### Work to complete
Could you reproduce all of the records exactly?

Segment Start: Provided information

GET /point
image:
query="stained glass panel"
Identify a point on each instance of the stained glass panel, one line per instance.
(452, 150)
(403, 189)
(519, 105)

Segment End: Provided information

### Answer section
GET /point
image:
query="stained glass panel"
Identify a point on each instance of the stained glass panel, one line per instance.
(452, 150)
(403, 189)
(519, 105)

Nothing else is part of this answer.